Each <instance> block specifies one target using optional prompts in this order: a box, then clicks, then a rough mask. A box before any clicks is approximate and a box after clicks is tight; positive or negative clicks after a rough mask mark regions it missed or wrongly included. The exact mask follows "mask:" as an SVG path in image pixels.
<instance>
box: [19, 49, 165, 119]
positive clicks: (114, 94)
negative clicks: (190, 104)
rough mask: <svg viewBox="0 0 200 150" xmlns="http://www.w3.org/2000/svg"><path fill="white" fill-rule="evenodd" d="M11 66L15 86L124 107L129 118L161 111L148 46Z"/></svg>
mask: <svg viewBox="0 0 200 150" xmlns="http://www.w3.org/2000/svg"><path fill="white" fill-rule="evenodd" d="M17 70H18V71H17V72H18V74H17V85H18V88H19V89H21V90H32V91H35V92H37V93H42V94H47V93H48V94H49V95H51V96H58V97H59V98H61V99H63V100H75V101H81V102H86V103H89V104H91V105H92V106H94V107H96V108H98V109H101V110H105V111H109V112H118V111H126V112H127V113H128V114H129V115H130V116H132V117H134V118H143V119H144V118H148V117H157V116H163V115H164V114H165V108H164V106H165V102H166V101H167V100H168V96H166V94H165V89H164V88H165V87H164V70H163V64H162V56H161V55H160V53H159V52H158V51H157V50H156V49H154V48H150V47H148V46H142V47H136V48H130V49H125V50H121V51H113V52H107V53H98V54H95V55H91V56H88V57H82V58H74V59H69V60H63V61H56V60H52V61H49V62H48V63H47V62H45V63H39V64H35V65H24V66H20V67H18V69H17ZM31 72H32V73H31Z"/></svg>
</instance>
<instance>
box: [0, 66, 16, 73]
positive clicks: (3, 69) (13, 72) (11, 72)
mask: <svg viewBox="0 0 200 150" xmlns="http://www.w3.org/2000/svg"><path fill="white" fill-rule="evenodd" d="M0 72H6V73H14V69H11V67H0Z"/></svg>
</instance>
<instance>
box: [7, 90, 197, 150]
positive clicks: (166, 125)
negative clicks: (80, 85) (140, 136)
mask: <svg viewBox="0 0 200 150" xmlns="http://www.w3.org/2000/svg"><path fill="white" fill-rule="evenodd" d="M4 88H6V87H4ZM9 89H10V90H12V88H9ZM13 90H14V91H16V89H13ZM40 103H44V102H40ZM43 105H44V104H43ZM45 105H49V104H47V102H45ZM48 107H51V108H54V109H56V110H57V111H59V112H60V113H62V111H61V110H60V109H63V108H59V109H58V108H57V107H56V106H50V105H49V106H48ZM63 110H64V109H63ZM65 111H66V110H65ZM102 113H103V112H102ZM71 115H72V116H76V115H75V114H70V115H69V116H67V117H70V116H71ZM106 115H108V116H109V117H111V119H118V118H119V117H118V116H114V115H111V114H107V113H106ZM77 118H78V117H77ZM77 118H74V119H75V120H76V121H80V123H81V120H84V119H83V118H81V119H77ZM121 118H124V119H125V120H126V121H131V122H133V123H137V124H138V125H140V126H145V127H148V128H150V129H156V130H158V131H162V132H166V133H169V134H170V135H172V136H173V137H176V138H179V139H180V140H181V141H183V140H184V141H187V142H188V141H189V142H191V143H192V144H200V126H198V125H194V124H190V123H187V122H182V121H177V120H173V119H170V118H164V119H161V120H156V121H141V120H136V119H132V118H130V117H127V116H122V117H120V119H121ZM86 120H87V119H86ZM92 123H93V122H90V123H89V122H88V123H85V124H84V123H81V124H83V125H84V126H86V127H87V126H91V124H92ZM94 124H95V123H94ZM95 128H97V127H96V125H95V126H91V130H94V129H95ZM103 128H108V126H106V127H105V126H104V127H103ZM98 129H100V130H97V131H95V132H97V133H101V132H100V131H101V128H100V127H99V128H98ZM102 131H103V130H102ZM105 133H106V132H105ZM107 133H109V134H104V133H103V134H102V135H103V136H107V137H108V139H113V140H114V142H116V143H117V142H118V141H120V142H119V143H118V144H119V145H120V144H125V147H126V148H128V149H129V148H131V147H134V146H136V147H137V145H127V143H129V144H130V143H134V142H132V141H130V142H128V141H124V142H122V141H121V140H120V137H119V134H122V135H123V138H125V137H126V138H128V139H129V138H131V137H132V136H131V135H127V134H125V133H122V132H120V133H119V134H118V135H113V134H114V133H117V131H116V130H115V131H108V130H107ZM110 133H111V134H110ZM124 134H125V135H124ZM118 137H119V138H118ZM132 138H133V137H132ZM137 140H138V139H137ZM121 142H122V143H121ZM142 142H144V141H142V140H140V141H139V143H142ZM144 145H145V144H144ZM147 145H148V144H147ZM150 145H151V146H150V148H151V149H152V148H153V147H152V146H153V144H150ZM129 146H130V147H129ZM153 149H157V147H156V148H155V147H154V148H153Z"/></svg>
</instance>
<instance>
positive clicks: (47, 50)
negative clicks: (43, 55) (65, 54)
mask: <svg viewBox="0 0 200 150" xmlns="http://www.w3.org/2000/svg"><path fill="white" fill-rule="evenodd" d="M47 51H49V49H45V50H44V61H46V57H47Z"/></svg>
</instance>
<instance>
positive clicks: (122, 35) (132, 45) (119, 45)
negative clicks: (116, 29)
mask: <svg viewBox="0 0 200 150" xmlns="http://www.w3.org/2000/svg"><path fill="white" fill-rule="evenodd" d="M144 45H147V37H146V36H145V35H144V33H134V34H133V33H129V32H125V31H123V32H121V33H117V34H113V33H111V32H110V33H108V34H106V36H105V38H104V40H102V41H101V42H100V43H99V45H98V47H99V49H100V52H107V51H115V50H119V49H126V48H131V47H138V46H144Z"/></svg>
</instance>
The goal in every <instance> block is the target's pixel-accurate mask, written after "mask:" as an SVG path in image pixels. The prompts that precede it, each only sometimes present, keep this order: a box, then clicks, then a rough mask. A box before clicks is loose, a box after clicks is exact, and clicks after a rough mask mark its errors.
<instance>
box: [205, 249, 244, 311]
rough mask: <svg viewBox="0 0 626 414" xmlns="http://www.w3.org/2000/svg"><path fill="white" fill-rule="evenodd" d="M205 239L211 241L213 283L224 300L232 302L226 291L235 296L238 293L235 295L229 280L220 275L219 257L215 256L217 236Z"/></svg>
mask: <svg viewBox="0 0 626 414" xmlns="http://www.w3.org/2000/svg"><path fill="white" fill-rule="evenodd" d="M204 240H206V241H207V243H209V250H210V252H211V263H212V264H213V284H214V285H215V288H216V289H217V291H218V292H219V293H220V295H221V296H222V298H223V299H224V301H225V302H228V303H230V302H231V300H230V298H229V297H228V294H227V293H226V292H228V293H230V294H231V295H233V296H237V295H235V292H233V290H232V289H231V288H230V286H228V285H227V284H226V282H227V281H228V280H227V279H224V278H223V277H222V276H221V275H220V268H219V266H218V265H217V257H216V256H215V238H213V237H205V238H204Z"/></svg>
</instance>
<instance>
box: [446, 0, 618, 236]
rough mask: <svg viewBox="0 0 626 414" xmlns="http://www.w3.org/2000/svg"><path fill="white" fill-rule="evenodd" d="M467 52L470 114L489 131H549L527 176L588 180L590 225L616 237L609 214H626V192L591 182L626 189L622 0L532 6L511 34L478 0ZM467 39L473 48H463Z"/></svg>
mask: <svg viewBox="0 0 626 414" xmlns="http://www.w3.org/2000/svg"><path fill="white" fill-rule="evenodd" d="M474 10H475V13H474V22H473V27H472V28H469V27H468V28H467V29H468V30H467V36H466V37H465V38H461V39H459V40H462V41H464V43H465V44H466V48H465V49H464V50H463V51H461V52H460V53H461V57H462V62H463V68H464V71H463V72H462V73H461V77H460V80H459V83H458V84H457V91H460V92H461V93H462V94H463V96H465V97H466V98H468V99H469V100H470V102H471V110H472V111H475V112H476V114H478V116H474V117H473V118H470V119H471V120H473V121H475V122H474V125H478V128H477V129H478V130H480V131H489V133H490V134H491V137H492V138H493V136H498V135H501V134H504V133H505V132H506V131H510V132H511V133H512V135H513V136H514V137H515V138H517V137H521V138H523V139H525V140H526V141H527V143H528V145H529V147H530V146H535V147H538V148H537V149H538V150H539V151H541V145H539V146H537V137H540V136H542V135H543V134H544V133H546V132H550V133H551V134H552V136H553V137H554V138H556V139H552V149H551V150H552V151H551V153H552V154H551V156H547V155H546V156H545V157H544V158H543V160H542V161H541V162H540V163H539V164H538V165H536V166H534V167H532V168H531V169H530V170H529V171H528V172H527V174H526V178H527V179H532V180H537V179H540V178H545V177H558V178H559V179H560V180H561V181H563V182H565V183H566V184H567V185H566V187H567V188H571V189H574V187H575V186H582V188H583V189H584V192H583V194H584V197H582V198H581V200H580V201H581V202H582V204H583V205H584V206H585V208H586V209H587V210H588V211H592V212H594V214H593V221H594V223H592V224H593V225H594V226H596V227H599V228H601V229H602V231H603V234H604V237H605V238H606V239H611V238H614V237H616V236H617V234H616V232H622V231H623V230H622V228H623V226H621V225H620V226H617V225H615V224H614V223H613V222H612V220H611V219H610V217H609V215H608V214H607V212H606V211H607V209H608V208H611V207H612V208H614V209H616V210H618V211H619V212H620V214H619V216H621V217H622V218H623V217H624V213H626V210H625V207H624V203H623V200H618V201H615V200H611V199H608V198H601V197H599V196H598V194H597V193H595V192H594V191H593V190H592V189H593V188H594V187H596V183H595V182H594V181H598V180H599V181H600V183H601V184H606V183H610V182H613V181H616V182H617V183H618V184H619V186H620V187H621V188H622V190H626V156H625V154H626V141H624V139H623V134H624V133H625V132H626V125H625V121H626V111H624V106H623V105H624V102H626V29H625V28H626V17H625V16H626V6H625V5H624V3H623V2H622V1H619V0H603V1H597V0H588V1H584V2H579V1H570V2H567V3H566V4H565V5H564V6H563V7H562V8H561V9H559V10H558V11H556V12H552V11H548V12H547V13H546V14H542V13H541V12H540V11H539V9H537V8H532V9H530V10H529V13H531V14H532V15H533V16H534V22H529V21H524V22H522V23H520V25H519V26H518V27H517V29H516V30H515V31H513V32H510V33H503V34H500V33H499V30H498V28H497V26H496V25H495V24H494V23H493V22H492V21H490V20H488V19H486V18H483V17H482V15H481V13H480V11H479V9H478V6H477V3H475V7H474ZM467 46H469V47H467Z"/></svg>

-=-=-=-=-

* **Task**
Copy every line from the entries that contains the word "target".

* **Exercise solution**
Each <instance> block specifies one target using optional prompts in this order: a box, then clicks, then a rough mask. A box before any clicks is approximate and a box after clicks is tight; positive or negative clicks after a rough mask mark regions it missed or wrongly included. The exact mask follows "mask:" as an SVG path in image pixels.
The goal in every <instance> block is the target's pixel-accurate mask, written after "mask:" as an SVG path in image pixels. The prompts that precede it, each only sometimes present, keep this order: a box, then clicks, then a rough mask. A box before clicks is loose, a box after clicks is exact, and clicks after a rough mask mark its errors.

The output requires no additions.